Among the entries below, tally each line in which the word "curtain" is found, then state the tally alone.
[[ DATASET CONTENT, beginning ]]
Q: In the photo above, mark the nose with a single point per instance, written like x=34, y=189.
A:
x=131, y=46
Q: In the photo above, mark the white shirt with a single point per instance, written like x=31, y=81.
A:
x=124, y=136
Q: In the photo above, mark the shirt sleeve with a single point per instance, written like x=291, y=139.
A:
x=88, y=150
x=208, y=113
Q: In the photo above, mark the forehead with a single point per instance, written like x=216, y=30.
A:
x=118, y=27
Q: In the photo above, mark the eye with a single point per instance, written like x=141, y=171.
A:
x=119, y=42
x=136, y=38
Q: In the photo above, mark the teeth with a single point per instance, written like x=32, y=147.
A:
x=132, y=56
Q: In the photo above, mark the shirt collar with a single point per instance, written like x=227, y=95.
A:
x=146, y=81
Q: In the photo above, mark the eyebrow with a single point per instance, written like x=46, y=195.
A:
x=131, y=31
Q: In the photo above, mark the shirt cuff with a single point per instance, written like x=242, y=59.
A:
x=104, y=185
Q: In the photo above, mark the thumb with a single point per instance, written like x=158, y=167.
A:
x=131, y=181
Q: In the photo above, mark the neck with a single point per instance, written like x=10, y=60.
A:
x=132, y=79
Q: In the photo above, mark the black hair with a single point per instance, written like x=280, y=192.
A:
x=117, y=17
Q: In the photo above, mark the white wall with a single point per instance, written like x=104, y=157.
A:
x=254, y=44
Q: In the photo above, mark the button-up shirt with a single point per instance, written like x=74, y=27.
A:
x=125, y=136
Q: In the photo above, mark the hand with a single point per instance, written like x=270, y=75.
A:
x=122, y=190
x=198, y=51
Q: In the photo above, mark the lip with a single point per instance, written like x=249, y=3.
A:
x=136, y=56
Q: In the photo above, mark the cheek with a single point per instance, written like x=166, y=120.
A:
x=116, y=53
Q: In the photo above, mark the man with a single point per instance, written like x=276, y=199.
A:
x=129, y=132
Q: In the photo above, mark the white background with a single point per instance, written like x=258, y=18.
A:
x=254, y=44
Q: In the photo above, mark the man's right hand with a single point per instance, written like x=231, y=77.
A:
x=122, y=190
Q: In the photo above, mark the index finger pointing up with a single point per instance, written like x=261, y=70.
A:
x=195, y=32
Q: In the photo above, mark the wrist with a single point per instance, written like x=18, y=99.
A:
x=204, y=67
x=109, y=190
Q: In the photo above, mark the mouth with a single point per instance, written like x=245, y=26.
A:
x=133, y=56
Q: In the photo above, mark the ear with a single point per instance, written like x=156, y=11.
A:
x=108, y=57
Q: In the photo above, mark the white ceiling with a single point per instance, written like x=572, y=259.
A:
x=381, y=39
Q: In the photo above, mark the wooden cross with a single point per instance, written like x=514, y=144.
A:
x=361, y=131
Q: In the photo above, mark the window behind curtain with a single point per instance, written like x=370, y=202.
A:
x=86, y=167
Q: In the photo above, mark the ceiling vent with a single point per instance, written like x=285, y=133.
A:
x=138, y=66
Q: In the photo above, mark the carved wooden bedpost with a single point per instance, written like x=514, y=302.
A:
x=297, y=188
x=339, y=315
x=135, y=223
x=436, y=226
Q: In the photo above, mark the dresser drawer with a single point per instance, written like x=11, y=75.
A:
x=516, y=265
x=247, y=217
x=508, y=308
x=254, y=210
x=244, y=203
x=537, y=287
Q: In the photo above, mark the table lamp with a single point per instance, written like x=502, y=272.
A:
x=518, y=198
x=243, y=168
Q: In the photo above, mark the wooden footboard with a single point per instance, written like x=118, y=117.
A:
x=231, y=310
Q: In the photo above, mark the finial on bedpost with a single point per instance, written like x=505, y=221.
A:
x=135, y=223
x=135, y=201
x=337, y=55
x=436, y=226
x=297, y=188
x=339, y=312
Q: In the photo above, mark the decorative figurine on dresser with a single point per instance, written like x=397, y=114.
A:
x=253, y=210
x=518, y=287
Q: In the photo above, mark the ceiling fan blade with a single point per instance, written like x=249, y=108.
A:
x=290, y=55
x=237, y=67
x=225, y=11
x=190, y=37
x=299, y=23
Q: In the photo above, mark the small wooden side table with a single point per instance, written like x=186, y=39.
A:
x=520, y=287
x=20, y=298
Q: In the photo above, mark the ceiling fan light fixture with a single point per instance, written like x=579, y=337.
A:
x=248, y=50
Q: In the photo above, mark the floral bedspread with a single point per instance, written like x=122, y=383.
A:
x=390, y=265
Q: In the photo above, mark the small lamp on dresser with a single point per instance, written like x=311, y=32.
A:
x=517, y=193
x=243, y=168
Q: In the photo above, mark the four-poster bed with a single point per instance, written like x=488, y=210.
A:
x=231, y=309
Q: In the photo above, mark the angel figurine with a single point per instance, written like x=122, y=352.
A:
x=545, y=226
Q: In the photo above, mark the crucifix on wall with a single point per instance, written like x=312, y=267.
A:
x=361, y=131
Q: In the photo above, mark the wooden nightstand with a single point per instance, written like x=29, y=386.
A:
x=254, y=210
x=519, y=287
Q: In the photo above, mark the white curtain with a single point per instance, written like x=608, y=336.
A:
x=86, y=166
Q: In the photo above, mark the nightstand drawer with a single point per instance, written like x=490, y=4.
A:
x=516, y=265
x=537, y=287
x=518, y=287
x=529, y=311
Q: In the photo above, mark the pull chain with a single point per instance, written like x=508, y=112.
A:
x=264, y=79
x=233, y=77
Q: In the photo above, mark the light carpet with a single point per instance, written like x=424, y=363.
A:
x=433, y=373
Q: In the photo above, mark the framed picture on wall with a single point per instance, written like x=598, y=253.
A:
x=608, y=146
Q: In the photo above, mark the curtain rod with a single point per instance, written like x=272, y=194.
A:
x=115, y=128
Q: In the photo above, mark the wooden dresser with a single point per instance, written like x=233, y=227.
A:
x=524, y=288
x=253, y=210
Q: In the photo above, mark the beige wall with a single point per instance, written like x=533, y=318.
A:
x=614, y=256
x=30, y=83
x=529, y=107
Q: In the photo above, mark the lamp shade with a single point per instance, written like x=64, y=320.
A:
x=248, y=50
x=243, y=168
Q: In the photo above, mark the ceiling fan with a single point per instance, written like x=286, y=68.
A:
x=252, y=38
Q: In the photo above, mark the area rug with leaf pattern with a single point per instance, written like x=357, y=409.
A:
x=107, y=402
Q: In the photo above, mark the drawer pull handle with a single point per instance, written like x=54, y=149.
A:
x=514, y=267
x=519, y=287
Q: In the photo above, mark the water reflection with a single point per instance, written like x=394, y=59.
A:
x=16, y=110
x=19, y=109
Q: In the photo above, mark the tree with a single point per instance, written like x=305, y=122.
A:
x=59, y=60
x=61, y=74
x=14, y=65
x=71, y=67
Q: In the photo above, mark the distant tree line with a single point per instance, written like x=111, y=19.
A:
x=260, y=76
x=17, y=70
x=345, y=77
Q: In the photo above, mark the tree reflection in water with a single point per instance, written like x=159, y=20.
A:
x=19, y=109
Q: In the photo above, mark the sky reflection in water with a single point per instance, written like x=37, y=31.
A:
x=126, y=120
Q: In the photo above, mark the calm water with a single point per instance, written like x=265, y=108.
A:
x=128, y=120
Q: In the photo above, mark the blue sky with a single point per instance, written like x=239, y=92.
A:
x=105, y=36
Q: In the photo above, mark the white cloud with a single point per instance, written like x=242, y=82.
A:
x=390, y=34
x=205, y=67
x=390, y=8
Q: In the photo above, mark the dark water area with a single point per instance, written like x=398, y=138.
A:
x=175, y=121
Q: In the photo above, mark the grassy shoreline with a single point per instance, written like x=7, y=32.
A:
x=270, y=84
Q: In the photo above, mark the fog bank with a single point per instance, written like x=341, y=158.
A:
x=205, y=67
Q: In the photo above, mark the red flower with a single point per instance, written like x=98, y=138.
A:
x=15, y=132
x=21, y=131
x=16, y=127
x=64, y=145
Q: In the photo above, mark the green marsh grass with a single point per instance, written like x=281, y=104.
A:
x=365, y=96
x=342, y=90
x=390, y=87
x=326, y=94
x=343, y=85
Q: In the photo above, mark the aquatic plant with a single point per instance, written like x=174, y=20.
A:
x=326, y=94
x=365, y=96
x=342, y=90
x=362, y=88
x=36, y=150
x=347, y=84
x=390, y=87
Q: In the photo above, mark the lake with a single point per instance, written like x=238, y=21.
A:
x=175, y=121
[[ DATASET CONTENT, end ]]
[[ DATASET CONTENT, beginning ]]
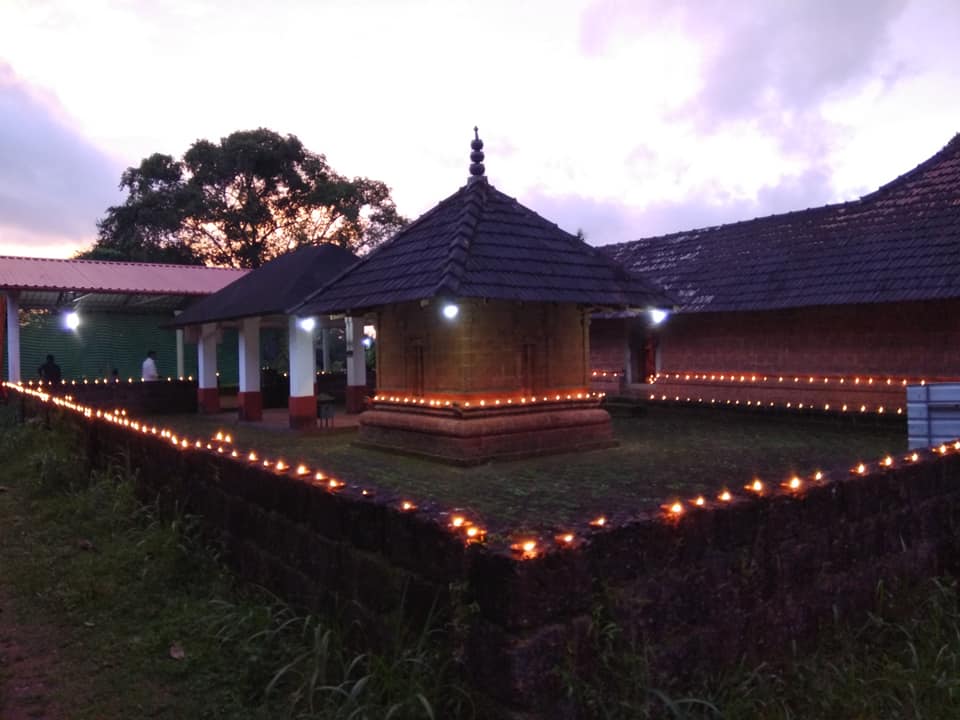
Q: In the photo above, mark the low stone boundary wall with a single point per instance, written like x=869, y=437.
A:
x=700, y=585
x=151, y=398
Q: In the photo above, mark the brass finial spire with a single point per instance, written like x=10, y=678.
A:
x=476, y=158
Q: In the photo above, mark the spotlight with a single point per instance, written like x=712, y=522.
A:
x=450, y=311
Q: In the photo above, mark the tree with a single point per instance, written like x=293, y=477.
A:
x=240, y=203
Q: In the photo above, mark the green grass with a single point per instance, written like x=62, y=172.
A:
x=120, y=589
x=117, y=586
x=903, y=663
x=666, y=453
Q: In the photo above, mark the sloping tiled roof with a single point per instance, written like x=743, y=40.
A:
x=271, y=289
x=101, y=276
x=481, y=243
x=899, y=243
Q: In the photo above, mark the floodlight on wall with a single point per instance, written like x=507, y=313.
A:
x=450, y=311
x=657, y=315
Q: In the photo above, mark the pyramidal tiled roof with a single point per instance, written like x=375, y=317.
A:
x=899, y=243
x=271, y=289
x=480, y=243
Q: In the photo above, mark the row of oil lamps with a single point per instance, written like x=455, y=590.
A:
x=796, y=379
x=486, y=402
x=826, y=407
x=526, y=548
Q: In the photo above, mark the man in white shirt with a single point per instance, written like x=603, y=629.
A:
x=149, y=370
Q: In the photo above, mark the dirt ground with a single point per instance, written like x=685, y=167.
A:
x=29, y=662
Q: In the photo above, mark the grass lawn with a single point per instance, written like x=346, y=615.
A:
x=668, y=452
[[ DATASET CONTENT, end ]]
[[ DATASET CONTENT, beginning ]]
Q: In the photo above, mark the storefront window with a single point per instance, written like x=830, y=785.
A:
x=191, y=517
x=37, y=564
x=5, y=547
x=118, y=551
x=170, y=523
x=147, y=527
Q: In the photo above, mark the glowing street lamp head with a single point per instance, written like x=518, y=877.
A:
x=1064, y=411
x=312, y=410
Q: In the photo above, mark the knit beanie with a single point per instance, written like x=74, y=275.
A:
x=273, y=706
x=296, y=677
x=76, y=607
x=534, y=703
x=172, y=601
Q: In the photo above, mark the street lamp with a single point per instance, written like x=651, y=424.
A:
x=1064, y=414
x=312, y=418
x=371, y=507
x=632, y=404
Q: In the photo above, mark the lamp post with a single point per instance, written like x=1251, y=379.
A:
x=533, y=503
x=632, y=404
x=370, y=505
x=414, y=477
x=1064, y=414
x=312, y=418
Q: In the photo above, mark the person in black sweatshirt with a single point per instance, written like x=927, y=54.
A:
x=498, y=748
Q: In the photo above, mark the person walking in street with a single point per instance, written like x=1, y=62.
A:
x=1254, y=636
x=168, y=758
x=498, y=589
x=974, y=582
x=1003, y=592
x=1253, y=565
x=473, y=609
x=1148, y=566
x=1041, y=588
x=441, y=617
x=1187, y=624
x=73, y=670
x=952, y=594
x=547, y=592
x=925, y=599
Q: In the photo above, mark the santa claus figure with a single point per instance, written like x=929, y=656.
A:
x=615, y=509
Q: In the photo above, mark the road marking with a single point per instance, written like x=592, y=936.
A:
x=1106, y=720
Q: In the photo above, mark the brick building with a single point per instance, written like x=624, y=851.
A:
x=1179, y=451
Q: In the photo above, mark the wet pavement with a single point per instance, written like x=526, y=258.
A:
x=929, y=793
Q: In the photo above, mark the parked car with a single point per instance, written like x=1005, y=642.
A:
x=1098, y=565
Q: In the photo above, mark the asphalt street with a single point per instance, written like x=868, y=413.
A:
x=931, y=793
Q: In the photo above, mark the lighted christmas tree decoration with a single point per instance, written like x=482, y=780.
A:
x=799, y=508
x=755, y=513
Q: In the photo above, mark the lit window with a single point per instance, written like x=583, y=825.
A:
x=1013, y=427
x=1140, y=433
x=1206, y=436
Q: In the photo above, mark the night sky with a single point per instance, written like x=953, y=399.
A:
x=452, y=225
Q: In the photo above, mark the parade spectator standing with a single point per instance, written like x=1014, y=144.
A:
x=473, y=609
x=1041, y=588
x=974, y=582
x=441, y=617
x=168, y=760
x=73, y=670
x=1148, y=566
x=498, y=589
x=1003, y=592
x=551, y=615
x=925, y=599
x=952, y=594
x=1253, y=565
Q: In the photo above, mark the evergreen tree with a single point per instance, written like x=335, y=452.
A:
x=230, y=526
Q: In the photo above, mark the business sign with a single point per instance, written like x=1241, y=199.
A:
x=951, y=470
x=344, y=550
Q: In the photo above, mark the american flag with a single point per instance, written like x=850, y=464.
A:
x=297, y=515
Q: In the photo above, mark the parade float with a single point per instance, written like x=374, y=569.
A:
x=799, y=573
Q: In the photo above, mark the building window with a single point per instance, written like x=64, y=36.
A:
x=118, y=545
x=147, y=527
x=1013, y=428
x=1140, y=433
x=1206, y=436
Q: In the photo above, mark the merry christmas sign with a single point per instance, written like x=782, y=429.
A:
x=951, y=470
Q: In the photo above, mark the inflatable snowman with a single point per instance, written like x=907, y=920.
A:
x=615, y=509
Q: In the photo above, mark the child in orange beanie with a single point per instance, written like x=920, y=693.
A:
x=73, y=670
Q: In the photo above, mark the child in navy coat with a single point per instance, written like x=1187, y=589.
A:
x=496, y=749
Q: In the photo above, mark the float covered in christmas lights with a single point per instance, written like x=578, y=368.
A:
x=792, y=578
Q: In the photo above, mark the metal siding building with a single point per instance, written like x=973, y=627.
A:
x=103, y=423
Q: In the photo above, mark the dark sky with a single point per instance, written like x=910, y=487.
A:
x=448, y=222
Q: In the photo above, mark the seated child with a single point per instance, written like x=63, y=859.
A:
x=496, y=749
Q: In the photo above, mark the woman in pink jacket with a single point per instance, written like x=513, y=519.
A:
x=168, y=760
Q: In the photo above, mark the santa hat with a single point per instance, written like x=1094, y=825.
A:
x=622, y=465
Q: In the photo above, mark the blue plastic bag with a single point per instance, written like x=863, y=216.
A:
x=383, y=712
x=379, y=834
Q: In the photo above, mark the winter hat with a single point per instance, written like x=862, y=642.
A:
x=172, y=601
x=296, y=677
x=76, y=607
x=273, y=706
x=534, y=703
[[ DATASET CONTENT, end ]]
● **SOLUTION TO THE EXERCISE**
3